*What you need to do*
Retype the passage from the article on student laptop use, starting with "Illustrated By Chiara" and going on through "games in class.".

Grade A Friendship


Illustrated By Chiara Umekubo

An illustration depicts an angry teacher lecturing inattentive students.

Iona Lee and Averie Perrin

Garrett* sat in the back of his math class with his computer open. He watched as Guest6598344956 moved a knight and waited for his own turn in his chess game. Meanwhile, his math teacher lectured about polar coordinates in the background. Garrett, like many other students, said he frequently plays games in class.

“I only play games on my computer in classes that don’t really matter and are easy,” Garrett said. “Like in math, I don’t think it really affects [my grades] too much. Also, in Spanish, my teacher knows that I am playing chess, but she doesn’t care. I play [games] in classes where I don’t need their help and where I don’t really need to talk or interact with the teacher.”

Garrett’s constant laptop usage is a common experience for teachers. History Teacher Dror Yaron said he often notices students are distracted when they are on their computers.

“Rarely do I find a student solely engaged in note-taking without seeing their wandering finger,” Yaron said. “I immediately will call on them and say, ‘So what do you think?’ and they’ll jump. It’s like putting candy in front of a small child, like a lollipop, and saying that you can’t lick it, but you can play with it with your fingers. A big robust, juicy, sugar-filled, fructose lollipop. It’s very damaging.”

Yaron said students would be more engaged in class if there were stricter rules about devices in class.

“If the administration laid down the line and said, ‘No cell phones, and no computers,’ in the long term, it would be tremendously beneficial for everyone’s well-being, mental health and engagement with each other,” Yaron said. “[It would be] an active positive culture in the school, quite frankly.”

In addition to facing issues with technology, Yaron said few students seem devoted to learning without first worrying about their grades.

“Rare is a student that exclusively––and maybe this shouldn’t be the case––that really is focused, first and foremost, on inherent curiosity and investigation, and grades are secondary,” Yaron said. “I don’t blame the students, though. They’re part of a system that has generated an environment of competition.”

*Provided data*

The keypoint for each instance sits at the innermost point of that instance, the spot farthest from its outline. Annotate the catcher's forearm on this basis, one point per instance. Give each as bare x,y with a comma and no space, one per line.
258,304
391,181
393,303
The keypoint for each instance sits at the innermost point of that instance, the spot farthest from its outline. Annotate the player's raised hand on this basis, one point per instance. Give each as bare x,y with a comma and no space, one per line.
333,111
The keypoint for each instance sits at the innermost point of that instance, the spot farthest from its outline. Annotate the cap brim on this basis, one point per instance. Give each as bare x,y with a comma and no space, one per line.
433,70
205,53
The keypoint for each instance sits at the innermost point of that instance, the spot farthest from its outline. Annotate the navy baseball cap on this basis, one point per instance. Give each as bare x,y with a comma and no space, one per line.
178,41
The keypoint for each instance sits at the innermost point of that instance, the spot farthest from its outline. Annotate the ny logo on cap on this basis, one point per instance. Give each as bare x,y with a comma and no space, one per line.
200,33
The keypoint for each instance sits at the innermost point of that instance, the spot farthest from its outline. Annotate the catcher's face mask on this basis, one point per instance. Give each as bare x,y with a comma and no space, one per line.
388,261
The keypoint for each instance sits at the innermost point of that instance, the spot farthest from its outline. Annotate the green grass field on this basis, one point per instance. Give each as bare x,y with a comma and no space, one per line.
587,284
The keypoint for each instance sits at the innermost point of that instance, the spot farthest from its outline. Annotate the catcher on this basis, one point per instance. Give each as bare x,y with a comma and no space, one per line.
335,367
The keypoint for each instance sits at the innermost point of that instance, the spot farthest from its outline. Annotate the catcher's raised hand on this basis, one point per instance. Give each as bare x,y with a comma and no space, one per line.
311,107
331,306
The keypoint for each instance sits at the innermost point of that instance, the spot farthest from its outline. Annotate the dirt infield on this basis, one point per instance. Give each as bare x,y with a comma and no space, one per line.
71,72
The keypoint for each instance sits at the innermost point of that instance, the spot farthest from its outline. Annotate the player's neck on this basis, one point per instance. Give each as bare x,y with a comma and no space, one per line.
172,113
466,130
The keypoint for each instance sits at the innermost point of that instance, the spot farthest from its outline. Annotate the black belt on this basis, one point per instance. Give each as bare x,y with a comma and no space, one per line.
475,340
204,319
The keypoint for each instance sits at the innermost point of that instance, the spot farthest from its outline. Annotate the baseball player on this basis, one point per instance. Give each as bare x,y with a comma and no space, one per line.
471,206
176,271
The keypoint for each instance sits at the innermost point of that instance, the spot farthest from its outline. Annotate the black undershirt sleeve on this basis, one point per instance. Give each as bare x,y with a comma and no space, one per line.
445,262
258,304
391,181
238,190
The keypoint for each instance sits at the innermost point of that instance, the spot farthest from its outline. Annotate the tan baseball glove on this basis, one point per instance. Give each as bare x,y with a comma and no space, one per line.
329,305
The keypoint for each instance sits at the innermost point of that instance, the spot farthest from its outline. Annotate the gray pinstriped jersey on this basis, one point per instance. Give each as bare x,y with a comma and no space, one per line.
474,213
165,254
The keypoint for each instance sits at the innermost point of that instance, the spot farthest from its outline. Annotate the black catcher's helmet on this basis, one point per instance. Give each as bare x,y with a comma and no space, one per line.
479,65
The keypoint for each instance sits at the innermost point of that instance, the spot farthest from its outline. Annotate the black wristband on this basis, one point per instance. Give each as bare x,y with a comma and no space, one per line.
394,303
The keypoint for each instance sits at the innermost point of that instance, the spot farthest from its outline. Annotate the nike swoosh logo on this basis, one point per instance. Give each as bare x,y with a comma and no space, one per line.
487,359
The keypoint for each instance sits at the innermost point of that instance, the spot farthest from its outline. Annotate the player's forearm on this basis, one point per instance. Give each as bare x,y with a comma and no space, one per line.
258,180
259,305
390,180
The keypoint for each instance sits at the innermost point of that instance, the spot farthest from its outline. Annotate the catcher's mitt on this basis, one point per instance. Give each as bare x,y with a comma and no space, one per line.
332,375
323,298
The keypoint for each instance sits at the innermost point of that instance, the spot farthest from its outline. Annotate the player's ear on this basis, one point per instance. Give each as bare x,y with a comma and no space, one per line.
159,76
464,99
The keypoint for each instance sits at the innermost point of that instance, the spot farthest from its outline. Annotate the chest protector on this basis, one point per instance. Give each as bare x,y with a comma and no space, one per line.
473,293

*Written response*
Illustrated By Chiara Umekubo

An illustration depicts an angry teacher lecturing inattentive students.

Iona Lee and Averie Perrin

Garrett* sat in the back of his math class with his computer open. He watched as Guest6598344956 moved a knight and waited for his own turn in his chess game. Meanwhile, his math teacher lectured about polar coordinates in the background. Garrett, like many other students, said he frequently plays games in class.